» Records shown
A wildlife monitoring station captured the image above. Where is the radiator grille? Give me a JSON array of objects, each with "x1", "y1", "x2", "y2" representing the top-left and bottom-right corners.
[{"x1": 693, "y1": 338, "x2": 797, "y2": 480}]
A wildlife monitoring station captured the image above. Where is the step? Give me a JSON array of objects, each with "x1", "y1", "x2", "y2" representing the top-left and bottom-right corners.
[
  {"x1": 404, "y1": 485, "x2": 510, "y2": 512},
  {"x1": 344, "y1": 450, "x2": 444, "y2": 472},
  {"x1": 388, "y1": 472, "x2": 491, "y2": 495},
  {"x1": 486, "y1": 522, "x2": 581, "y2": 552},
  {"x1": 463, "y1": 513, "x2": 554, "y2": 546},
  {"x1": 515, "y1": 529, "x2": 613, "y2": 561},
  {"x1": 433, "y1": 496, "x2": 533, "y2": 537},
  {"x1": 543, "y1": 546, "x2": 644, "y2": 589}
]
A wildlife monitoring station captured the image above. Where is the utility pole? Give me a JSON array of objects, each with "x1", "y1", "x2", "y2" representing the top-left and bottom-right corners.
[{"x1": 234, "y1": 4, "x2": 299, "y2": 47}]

» Work to complete
Reproduce all of the data above word for word, without any changes.

» Task answer
A wildlife monitoring station captured the image above. Where is the radiator grille? Give me a JSON array of objects, each with "x1", "y1", "x2", "y2" representing the top-left and bottom-right corners.
[{"x1": 693, "y1": 338, "x2": 797, "y2": 480}]
A wildlife monitoring station captured the image above. Where is the step? Give me a JSON array of objects, each with "x1", "y1", "x2", "y2" representing the top-left and bottom-right corners.
[
  {"x1": 404, "y1": 485, "x2": 510, "y2": 512},
  {"x1": 344, "y1": 450, "x2": 444, "y2": 472},
  {"x1": 388, "y1": 472, "x2": 491, "y2": 495},
  {"x1": 486, "y1": 522, "x2": 581, "y2": 552},
  {"x1": 463, "y1": 513, "x2": 554, "y2": 546},
  {"x1": 515, "y1": 529, "x2": 613, "y2": 561},
  {"x1": 433, "y1": 496, "x2": 533, "y2": 537},
  {"x1": 543, "y1": 546, "x2": 644, "y2": 589}
]
A wildlife monitoring station captured the image above. Where is the utility pole? Give me a JSON array of objects, each with "x1", "y1", "x2", "y2" representing the top-left and bottom-right corners.
[{"x1": 234, "y1": 4, "x2": 299, "y2": 47}]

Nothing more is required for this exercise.